### Page text

This amounts to extra one-on-one teaching (if the kid cooperates) of one child. (And if the kid doesn’t cooperate, it amounts to ghostwriting…) To me, that sounds an awful lot like a private student. Buxibans run classes last time I checked.

I like the response to the parent of “Sure. What does your husband do, by the way?” “Oh, he’s a house painter.” “Great! Why don’t you bring little Bobby over to have his homework checked while your husband paints my living room? He wouldn’t mind just helping out, I’m sure…” :smiling_imp:

I don’t believe we all need to be so cynical though IL. MANY of our students’ parents do things that help us out, like find our foreign teachers affordable housing, fix our computers, plumbing and electrical work, etc. They rarely ask for special treatment. They do it, I believe out of gratitude.

That is a good feeling.

######
### Items

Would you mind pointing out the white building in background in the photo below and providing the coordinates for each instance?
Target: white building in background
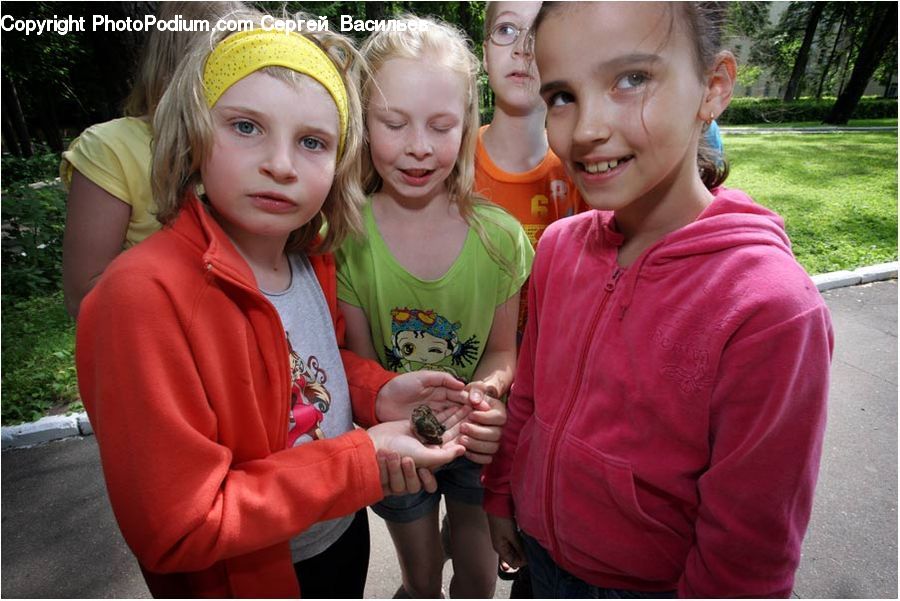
(768, 86)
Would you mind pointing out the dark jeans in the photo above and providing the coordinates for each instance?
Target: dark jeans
(549, 581)
(338, 572)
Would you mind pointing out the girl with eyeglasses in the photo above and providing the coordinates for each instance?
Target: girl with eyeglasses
(514, 166)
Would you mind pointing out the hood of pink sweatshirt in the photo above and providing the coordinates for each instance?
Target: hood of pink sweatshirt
(666, 421)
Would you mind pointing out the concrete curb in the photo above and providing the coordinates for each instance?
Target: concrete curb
(57, 427)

######

What to work on:
1/ Repeat word for word the part of the discussion about homework help that opens with the words containing "I like the response" and closes with "out of gratitude.".
2/ Answer these questions on the discussion about homework help:
(a) What does the extra help amount to if the kid doesn't cooperate?
(b) What job does the husband have in the imagined reply to the parent?
(c) For whom do some parents find affordable housing?
3/ In the discussion about homework help, why does checking one child's homework sound like having a private student?
The data can be left aside.

Task-by-task outputs:
1/
I like the response to the parent of “Sure. What does your husband do, by the way?” “Oh, he’s a house painter.” “Great! Why don’t you bring little Bobby over to have his homework checked while your husband paints my living room? He wouldn’t mind just helping out, I’m sure…” :smiling_imp:

I don’t believe we all need to be so cynical though IL. MANY of our students’ parents do things that help us out, like find our foreign teachers affordable housing, fix our computers, plumbing and electrical work, etc. They rarely ask for special treatment. They do it, I believe out of gratitude.

2/
(a) Ghostwriting.
(b) He is a house painter.
(c) The foreign teachers.

3/ It amounts to extra one-on-one teaching of a single child. Buxibans, by contrast, run classes.